[EXCERPTED RECORDS Boundary: Start]

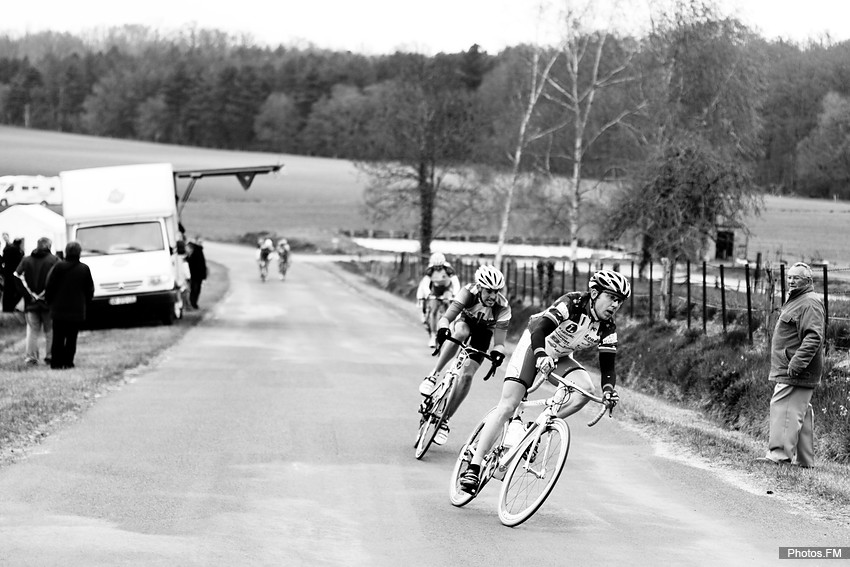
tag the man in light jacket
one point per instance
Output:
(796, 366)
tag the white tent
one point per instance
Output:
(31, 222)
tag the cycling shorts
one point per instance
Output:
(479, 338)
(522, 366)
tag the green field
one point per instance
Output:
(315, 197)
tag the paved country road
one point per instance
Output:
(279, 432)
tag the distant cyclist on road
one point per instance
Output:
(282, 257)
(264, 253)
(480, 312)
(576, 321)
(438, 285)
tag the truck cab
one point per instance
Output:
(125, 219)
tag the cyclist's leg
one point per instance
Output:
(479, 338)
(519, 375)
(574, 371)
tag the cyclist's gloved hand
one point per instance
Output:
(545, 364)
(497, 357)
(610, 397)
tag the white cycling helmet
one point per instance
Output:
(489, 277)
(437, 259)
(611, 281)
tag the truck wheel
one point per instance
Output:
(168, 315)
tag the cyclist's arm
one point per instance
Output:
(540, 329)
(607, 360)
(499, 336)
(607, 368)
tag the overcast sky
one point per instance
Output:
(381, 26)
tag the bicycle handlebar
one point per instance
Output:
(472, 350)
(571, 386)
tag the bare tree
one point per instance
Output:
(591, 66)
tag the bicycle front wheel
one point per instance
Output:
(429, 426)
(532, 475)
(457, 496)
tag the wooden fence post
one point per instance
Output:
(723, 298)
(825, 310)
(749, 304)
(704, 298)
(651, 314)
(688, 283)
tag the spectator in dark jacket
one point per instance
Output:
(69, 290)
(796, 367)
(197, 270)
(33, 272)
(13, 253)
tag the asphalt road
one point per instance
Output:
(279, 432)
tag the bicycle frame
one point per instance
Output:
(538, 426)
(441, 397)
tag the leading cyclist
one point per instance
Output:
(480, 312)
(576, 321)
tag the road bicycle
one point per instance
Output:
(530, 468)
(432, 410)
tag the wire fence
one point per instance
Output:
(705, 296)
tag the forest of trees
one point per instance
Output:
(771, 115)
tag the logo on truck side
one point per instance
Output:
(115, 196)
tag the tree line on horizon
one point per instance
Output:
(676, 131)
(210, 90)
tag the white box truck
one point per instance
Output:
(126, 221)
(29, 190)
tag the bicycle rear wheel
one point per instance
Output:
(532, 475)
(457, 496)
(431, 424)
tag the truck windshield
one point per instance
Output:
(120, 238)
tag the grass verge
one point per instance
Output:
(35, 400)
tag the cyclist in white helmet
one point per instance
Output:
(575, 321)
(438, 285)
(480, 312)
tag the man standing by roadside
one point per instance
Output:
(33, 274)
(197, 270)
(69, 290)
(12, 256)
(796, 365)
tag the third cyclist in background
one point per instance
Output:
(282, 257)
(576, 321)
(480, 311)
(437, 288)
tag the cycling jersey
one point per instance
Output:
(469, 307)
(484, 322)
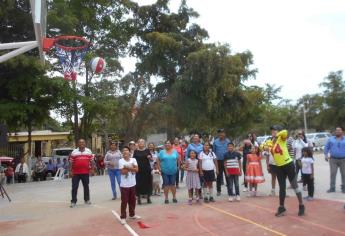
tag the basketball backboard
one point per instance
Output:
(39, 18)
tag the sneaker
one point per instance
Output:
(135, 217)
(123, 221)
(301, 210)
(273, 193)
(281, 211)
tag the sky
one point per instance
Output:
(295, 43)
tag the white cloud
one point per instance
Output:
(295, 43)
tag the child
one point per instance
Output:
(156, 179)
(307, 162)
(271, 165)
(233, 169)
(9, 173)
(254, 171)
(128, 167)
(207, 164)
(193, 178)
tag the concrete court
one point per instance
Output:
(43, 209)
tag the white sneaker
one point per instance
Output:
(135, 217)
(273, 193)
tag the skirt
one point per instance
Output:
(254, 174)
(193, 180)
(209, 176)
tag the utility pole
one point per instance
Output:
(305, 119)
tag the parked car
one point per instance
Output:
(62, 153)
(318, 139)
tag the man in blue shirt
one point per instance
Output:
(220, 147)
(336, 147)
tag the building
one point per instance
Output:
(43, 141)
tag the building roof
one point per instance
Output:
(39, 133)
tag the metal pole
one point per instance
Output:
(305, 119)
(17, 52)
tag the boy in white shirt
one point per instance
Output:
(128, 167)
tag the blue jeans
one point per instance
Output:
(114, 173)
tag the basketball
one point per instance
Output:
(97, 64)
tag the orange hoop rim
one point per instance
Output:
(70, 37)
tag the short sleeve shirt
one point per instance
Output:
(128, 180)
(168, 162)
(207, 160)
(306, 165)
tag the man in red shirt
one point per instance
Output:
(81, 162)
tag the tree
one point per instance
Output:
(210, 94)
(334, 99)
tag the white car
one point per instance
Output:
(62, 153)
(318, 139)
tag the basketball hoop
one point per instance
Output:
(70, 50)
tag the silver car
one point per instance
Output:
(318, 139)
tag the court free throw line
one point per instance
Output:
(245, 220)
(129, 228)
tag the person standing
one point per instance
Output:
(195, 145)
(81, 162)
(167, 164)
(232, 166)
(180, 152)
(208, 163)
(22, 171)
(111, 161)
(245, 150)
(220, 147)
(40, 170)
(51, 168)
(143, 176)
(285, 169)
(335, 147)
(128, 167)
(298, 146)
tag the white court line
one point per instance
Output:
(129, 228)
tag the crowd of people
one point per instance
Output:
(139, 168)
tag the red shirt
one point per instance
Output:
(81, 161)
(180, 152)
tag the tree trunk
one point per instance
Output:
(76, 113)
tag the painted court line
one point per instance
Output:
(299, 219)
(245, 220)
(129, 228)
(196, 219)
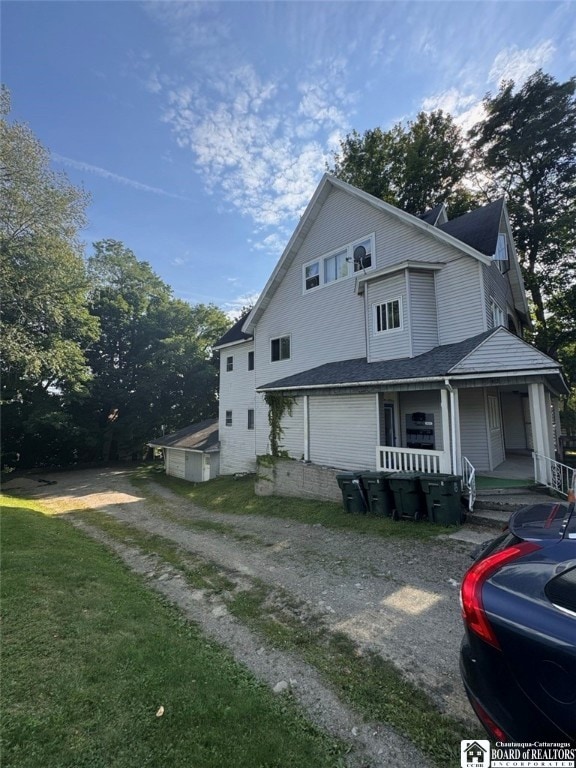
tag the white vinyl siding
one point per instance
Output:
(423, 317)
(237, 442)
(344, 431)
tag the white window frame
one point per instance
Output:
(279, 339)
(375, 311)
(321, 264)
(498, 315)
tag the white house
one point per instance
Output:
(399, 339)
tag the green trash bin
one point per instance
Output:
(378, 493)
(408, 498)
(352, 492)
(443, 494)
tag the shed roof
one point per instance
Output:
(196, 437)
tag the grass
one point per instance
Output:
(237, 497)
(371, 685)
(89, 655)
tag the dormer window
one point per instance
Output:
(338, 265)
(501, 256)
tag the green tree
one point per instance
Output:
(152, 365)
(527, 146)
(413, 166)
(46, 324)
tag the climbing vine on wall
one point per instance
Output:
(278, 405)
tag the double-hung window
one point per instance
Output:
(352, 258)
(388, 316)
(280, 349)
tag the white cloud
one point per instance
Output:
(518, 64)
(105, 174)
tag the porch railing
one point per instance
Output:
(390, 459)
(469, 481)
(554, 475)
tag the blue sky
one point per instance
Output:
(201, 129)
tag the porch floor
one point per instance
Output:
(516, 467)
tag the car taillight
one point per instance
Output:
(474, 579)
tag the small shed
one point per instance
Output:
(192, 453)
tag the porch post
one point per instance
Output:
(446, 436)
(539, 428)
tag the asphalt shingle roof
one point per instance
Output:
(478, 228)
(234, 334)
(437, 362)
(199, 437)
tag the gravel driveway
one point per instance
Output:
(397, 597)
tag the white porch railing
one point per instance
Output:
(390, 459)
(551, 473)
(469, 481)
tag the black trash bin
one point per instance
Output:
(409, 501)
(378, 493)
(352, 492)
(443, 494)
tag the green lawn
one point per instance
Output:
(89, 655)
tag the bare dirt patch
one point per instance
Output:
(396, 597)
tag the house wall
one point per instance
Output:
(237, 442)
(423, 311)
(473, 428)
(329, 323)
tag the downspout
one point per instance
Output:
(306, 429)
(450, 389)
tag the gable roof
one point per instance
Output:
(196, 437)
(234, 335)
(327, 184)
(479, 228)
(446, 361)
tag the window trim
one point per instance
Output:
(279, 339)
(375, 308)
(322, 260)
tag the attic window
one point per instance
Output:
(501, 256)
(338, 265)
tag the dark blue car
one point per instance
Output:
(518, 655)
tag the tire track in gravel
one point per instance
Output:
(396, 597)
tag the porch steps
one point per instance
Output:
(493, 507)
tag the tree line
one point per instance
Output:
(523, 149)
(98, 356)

[EXCERPTED RECORDS Boundary: End]

**AIM OF THE TASK:** The data above should be repeated exactly, minus any pictures.

**RESULT:**
tag the man in light jacket
one point per instance
Output:
(796, 366)
tag the white tent
one point per instance
Output:
(31, 222)
tag the cycling shorts
one point per instance
Output:
(479, 338)
(522, 366)
tag the green field
one point per instance
Output:
(315, 197)
tag the paved country road
one point per instance
Output:
(279, 432)
tag the distant cyclist on road
one point per instance
Output:
(282, 257)
(264, 253)
(480, 312)
(576, 321)
(438, 285)
tag the truck cab
one point per instance
Output:
(125, 219)
tag the cyclist's leg
one point per instance
Output:
(479, 338)
(519, 375)
(574, 371)
tag the cyclist's gloved hand
one point per instance
Output:
(545, 364)
(497, 357)
(610, 397)
tag the white cycling helmet
one point per instance
Output:
(489, 277)
(437, 259)
(611, 281)
tag the truck wheel
one point per instance
Output:
(168, 315)
tag the cyclist's arm
one point per instance
Output:
(540, 329)
(607, 360)
(499, 336)
(607, 368)
tag the overcast sky
one point per instance
Output:
(381, 26)
tag the bicycle handlebar
one point per instance
Output:
(472, 350)
(571, 386)
tag the bare tree
one point per instance
Output:
(591, 66)
tag the bicycle front wheel
one point per instance
Output:
(429, 426)
(532, 475)
(457, 496)
tag the wooden fence post
one point per instance
Output:
(723, 298)
(825, 310)
(749, 304)
(704, 298)
(651, 314)
(688, 283)
tag the spectator in dark jacket
one point per instance
Output:
(69, 290)
(796, 367)
(197, 270)
(33, 272)
(13, 253)
tag the asphalt road
one point per instance
Output:
(279, 432)
tag the bicycle frame
one point per instance
Output:
(538, 426)
(441, 397)
tag the leading cyclist
one point per instance
Output:
(480, 312)
(576, 321)
tag the road bicycle
one point per instance
Output:
(530, 468)
(432, 410)
tag the wire fence
one point per instance
Output:
(705, 296)
tag the forest of trees
one point per instance
Output:
(771, 115)
tag the logo on truck side
one point per instance
Output:
(115, 196)
tag the tree line on horizon
one point per instance
Output:
(676, 131)
(210, 90)
tag the white box truck
one point per instance
Output:
(126, 221)
(29, 190)
tag the bicycle rear wheel
one point per instance
Output:
(532, 475)
(457, 496)
(431, 424)
tag the truck windshield
one point per instance
Output:
(120, 238)
tag the grass verge
one point per instance
Output:
(35, 400)
tag the cyclist in white helmet
one point per instance
Output:
(575, 321)
(438, 285)
(480, 312)
tag the man standing by roadside
one point per instance
Output:
(33, 274)
(197, 270)
(69, 290)
(12, 256)
(796, 365)
tag the third cyclist in background
one point per instance
Output:
(282, 257)
(576, 321)
(480, 311)
(437, 288)
tag the cycling jersey
one point per instance
Output:
(469, 307)
(484, 322)
tag the basketball backboard
one point per instance
Output:
(39, 18)
tag the sneaker
one point per instance
Output:
(135, 217)
(123, 221)
(301, 210)
(273, 193)
(281, 211)
tag the sky
one point per instance
Output:
(295, 43)
tag the white cloud
one point per instance
Output:
(295, 43)
tag the child
one point per instance
Output:
(156, 179)
(307, 162)
(271, 165)
(233, 169)
(9, 173)
(254, 171)
(128, 167)
(207, 164)
(193, 178)
tag the concrete court
one point per instance
Output:
(43, 209)
tag the white sneaker
one point per instance
Output:
(135, 217)
(273, 193)
tag the skirt
one point per instance
Output:
(254, 174)
(193, 180)
(209, 176)
tag the utility pole
one point per instance
Output:
(305, 119)
tag the parked car
one point per instance
Output:
(62, 153)
(318, 139)
tag the man in blue shirt
one point per instance
Output:
(220, 147)
(336, 147)
tag the building
one point per instance
Output:
(43, 141)
tag the building roof
one point per instance
Output:
(39, 133)
tag the metal pole
one point per instance
Output:
(305, 119)
(17, 52)
tag the boy in white shirt
one point per instance
Output:
(128, 167)
tag the blue jeans
one point per instance
Output:
(114, 173)
tag the basketball
one point per instance
Output:
(97, 64)
tag the orange hoop rim
one point per instance
Output:
(70, 37)
tag the short sleeve shirt
one point per instance
Output:
(128, 180)
(168, 162)
(207, 160)
(306, 165)
tag the man in red shirt
one point per instance
Output:
(81, 162)
tag the tree
one point per instance
Output:
(210, 94)
(334, 99)
tag the white car
one point per instance
Output:
(62, 153)
(318, 139)
tag the basketball hoop
one point per instance
Output:
(70, 50)
tag the silver car
one point per instance
Output:
(318, 139)
tag the court free throw line
one point per instance
Output:
(245, 220)
(129, 228)
tag the person standing
one point per instance
Output:
(195, 145)
(81, 162)
(167, 164)
(232, 166)
(180, 152)
(208, 163)
(22, 171)
(111, 161)
(245, 150)
(220, 147)
(40, 170)
(51, 168)
(143, 176)
(285, 169)
(335, 147)
(128, 167)
(298, 146)
tag the white court line
one point per instance
Output:
(129, 228)
tag the crowd of people
one point per instance
Output:
(139, 168)
tag the red shirt
one point per instance
Output:
(81, 161)
(180, 152)
tag the tree trunk
one point per instance
Output:
(76, 113)
tag the painted court line
one point per instance
Output:
(299, 219)
(245, 220)
(129, 228)
(196, 219)
tag the white vinyl siding
one point per instance
Output:
(423, 317)
(237, 442)
(344, 431)
tag the white window frame
one point per instance
Output:
(279, 339)
(375, 311)
(321, 264)
(498, 315)
tag the white house
one point per instance
Output:
(399, 339)
tag the green trash bin
one point per instance
Output:
(378, 493)
(408, 498)
(352, 492)
(443, 494)
tag the shed roof
one point per instance
Output:
(196, 437)
tag the grass
one point per instance
Output:
(237, 497)
(371, 685)
(89, 655)
tag the dormer window
one point per instance
Output:
(338, 265)
(501, 256)
tag the green tree
one point per instance
Output:
(152, 365)
(527, 146)
(413, 166)
(46, 324)
tag the climbing vine on wall
one point per instance
Output:
(278, 405)
tag the double-hung window
one point per instance
Output:
(352, 258)
(388, 316)
(280, 349)
tag the white cloud
one point per instance
Output:
(518, 64)
(105, 174)
tag the porch railing
one point per instance
Output:
(390, 459)
(469, 481)
(554, 475)
tag the blue sky
one point per instance
Output:
(201, 129)
tag the porch floor
one point per instance
Output:
(516, 467)
tag the car taillight
one point per instance
Output:
(474, 579)
tag the small shed
one point per instance
Output:
(192, 453)
tag the porch post
one point per instance
Output:
(446, 436)
(539, 428)
tag the asphalt shingle roof
one point per instance
Output:
(478, 228)
(234, 334)
(437, 362)
(199, 437)
tag the gravel driveway
one point per instance
Output:
(397, 597)
tag the white porch railing
one point per instance
Output:
(390, 459)
(551, 473)
(469, 481)
tag the black trash bin
one point per instance
Output:
(409, 501)
(378, 493)
(352, 492)
(443, 494)
tag the green lawn
one point per instance
Output:
(89, 655)
tag the bare dirt patch
one point per instance
Output:
(396, 597)
tag the house wall
one point per instance
Output:
(237, 442)
(423, 311)
(473, 428)
(329, 323)
tag the downspout
one point per instance
Output:
(306, 429)
(450, 389)
tag the gable roof
one point per instance
Output:
(196, 437)
(234, 335)
(327, 184)
(479, 228)
(446, 361)
tag the window trim
one point per instance
Output:
(279, 339)
(375, 308)
(322, 260)
tag the attic window
one point per instance
Output:
(501, 256)
(338, 265)
tag the dark blue car
one point per instance
Output:
(518, 655)
tag the tire track in gravel
one point per instance
Output:
(396, 597)
tag the porch steps
one point per instance
Output:
(493, 507)
tag the tree line
one point per instance
Output:
(523, 149)
(98, 356)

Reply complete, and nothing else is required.